YOUR TASK -
Beginning with the first line, transcribe the entries below exactly through the line containing "Target: ceiling fan blade", inclusive.

────────────────────

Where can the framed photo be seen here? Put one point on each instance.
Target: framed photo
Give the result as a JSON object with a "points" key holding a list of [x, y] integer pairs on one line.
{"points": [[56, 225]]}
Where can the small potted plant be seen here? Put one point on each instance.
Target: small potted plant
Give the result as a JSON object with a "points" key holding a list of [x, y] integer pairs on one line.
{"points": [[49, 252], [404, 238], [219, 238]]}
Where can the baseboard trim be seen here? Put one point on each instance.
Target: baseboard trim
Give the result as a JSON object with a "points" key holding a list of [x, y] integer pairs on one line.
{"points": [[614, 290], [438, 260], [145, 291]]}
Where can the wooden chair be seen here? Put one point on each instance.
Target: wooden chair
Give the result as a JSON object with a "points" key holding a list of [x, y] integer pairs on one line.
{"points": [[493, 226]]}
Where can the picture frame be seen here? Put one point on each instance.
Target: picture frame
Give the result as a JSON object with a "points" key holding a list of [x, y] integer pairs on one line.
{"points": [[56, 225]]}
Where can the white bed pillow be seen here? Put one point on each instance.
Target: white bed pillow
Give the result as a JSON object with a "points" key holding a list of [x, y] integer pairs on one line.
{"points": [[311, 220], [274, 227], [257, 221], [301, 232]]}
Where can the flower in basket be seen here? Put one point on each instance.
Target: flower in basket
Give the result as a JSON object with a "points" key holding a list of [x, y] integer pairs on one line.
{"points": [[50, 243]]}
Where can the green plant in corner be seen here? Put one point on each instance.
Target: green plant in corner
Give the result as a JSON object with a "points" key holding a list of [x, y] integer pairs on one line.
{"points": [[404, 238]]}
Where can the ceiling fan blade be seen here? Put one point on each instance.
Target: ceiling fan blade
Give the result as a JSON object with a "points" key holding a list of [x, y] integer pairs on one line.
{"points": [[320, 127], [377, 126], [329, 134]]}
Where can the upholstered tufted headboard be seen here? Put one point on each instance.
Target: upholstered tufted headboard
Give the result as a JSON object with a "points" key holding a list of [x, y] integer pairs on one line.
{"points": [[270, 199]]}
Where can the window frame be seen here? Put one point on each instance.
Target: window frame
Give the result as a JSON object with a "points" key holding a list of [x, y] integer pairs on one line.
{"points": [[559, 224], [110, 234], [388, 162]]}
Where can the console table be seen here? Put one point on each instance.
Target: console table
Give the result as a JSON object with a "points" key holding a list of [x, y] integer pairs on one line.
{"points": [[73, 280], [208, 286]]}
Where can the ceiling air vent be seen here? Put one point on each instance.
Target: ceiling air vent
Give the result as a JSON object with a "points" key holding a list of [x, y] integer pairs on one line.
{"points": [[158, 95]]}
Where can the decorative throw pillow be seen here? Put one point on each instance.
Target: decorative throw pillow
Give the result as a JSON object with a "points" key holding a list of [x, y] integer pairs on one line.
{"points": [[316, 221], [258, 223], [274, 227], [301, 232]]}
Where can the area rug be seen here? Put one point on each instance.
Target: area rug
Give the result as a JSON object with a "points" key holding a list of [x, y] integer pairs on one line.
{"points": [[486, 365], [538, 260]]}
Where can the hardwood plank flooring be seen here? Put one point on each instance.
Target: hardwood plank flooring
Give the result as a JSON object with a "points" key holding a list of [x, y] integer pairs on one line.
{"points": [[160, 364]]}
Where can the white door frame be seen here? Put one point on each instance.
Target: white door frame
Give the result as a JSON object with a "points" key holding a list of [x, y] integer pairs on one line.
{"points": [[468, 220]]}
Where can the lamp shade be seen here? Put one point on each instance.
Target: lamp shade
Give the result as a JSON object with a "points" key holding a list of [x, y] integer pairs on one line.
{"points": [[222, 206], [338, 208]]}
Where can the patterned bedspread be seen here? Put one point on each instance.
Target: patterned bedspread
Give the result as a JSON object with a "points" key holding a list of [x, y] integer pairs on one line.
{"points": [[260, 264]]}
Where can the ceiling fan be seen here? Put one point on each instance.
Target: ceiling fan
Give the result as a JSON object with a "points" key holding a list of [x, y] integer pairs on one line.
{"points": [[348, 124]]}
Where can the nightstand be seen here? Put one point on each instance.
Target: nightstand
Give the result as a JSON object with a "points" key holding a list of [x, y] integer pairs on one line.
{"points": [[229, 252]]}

────────────────────

ANSWER FOR THIS EXERCISE -
Where can the framed photo be seen here? Put one point on each instance.
Target: framed photo
Give the result as a JSON object with a "points" key holding a list of [x, y] integer pairs on one line.
{"points": [[56, 225]]}
Where can the small potted plant be seen here? Put one point on each instance.
Target: small potted plant
Give the result as a JSON object with a "points" key holding a list of [x, y] integer pairs on one line.
{"points": [[49, 252], [404, 238], [219, 238]]}
Where can the baseboard trim be seen here? Put one point on each instance.
Target: baseboard trim
Give the result as a JSON object with a "points" key holding a list of [x, y] integer pairs on one line.
{"points": [[614, 290], [438, 260], [145, 291]]}
Where can the wooden chair be seen here? Put one point on each instance.
Target: wooden chair
Give the result as a JSON object with a "points" key holding a list of [x, y] integer pairs on one line.
{"points": [[493, 226]]}
Where can the picture frame be seen here? Put one point on each instance.
Target: picture frame
Give the result as a JSON object with a "points" key holding a list of [x, y] integer pairs on one line.
{"points": [[56, 225]]}
Where can the white bed pillow be seen here? Put one point on each instance.
Target: white bed pillow
Give the result as a JSON object with a "points" key holding a list of [x, y] integer pairs on one line.
{"points": [[311, 220], [274, 227], [257, 221], [301, 232]]}
Where can the flower in basket be seen here? Put one point on each instance.
Target: flower in basket
Give the result as a JSON object with a "points" key holding a list of [x, y] integer pairs on one line.
{"points": [[50, 243]]}
Where can the green plant in corner be seen here? Put one point on each instance.
Target: green plant in corner
Give the result as a JSON object with a "points" key holding a list of [x, y] integer pairs on one line.
{"points": [[404, 238]]}
Where can the ceiling fan blade be seen here? Put one point on each instance.
Target: ceiling fan blade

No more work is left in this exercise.